§ REQUIREMENT: Show each line of the rows below that contains the word "leaf". Case counts.

Items listed in a dataset:
=-=-=
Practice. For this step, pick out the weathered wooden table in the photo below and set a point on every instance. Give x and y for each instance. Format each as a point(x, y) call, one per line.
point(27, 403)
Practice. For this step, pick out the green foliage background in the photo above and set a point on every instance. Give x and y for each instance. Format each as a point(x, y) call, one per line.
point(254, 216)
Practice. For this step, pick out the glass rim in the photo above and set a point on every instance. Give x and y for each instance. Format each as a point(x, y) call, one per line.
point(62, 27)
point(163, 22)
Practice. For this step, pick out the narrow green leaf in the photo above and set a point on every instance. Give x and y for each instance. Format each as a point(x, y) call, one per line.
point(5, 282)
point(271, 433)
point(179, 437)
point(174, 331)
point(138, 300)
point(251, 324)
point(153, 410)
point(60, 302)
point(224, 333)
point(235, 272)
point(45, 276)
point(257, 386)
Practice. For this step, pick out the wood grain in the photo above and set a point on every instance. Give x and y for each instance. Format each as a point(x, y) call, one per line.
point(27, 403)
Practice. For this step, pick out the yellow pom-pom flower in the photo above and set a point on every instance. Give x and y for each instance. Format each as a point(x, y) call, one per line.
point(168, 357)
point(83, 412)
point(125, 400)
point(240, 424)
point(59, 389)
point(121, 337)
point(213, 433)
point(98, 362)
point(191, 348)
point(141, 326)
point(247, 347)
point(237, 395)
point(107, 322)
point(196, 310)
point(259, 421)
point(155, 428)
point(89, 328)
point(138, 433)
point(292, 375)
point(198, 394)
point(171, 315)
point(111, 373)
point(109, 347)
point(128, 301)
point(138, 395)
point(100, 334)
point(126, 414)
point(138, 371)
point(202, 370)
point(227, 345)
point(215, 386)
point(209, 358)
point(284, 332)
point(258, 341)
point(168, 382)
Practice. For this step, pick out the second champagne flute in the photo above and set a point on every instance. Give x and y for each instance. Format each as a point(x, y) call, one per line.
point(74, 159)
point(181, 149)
=-=-=
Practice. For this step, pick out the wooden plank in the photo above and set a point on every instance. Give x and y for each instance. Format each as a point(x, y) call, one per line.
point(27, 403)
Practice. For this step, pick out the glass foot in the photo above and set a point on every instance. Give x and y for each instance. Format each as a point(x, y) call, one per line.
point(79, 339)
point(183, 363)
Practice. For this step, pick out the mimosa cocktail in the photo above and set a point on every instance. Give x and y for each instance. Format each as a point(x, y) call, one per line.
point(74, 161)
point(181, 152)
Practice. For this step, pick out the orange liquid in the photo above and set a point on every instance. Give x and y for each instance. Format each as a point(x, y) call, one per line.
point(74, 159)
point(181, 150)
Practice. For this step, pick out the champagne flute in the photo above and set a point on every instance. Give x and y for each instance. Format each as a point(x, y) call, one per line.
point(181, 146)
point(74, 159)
=-=-=
§ EXERCISE SOLUTION:
Practice. For this step, pick out the narrow green leaf in the photo above and set a point on every instance. Give x and y for each instance. Format each as a point(x, y) call, one per line.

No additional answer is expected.